*Task A*
Copy out word for word the part of the records that starts with the line containing "Definition of the keypoint: for every instance of the short" and goes through the end of the records, including both ends.

Bargaining and food selling puts language learning into practice

Issue: Volume 97, Number 17

Posted: 24 September 2018
Reference #: 1H9kz5

Using Mandarin vocabulary in class and in a cultural context helps Cambridge students create a deeper understanding of the language.

Mandarin Language Assistant Shen Ying with Cambridge Primary Year 5-6 students Aaron McCarthy (standing), Olivia Bredenbeck, Piper Russell, Daniel Chick, and Elle Morrison (seated L-R), who are learning about Chinese opera masks.

Students studying Mandarin at Cambridge High School recently acted as haggling buyers and keen sellers in a food market during class. Paired off, they switched roles from buyer to seller, using the vocabulary of bargaining, cooking, ingredients and eating, as people do every day in China. The students enjoyed the theatre of it.

Their teacher, Paula Walsh, who is fluent in Mandarin and has lived in China, interacted amongst the students, fine tuning their pronunciation of words, encouraging new vocabulary use and making sure they speak with the correct tone, which is essential.

“Mandarin is a tonal language and a word can have multiple and very different meanings depending on the tone or inflection used by the speaker,” Paula says.

The bargaining scenario also helped the students absorb the everyday experience of shopping in China as part of their study of Chinese culture. At other times, the students prepare food, learn Pinyon and study characters.

Teacher fluency crucial

Noa Rahmani is a Year 9 student in the class. She is already bilingual in English and Hebrew but appreciates the gains she is making in Mandarin because her teacher is fluent.

The schools encourages deep engagement, and the students are encouraged to take their new vocabulary home to use it there, says Paula.

“I am progressing faster than before. Paula uses a different approach – we are talking constantly in the class, and I prefer hands on, rather than book learning, as I can retain it more easily.

“In middle school language class,” she says, “we watched videos as our guide to pronunciation. That is not the same.”

Fellow student Cole Sherbourne has been studying the language for three years.

“I am now confident in my ability to converse in Mandarin. Our family had an exchange student from China earlier this year, so I was able to talk to him in Mandarin.”

English learning advantages

Noa says it’s helping her other studies, such as English.

“We need to understand Mandarin grammar, so we examine the rules of English grammar as part of that study.”

Seven schools in the area make up a language cluster, involving 632 students in 25 classes, an increase of almost 100 more than last year.

*Task B*
In the article on Mandarin classes, how long has Cole Sherbourne been studying the language?

*Task inputs*
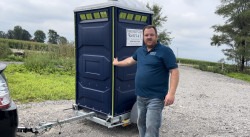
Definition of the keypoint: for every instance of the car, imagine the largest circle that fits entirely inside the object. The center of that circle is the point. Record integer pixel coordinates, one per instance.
(8, 109)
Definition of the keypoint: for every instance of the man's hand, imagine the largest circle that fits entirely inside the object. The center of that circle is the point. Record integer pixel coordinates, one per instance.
(169, 99)
(115, 62)
(124, 63)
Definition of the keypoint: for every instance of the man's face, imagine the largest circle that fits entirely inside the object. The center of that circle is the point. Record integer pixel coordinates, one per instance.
(150, 37)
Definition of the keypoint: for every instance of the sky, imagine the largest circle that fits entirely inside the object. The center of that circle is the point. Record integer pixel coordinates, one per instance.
(189, 22)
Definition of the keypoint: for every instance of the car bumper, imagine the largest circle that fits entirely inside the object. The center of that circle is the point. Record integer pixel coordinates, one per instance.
(9, 121)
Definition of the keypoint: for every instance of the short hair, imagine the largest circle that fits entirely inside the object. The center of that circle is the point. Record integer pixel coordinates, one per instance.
(149, 27)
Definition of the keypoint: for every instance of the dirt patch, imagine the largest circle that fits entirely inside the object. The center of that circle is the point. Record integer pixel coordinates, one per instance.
(206, 105)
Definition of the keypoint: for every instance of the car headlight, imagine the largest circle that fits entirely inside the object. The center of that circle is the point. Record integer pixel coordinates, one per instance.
(4, 96)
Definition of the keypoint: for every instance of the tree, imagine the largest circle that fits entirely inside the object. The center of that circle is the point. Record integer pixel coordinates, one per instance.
(235, 32)
(53, 37)
(62, 40)
(39, 36)
(158, 20)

*Reply A*
Definition of the keypoint: for every instance of the short hair, imagine the largest circle that fits entirely inside the object. The center of that circle is the point. Record integer pixel coordinates, one per instance.
(149, 27)
Definition of the keypoint: for every instance of the dirt patch, imagine the largest circle that fits entirely inside the object. The center of that circle is the point. Record integer pixel coordinates, one per instance.
(206, 105)
Definition of the keypoint: for every instance of the car headlight, imagine the largest circle that fits entirely inside the object. The center of that circle is the point. Record integer pixel coordinates, one per instance.
(4, 96)
Definition of the keypoint: for every instance of the tree, imagine the largest circle that fits entirely inside the object. The center of that circle is the point. Record integer pixel coordinates, one per instance.
(235, 32)
(53, 37)
(62, 40)
(39, 36)
(158, 20)

*Reply B*
Three years.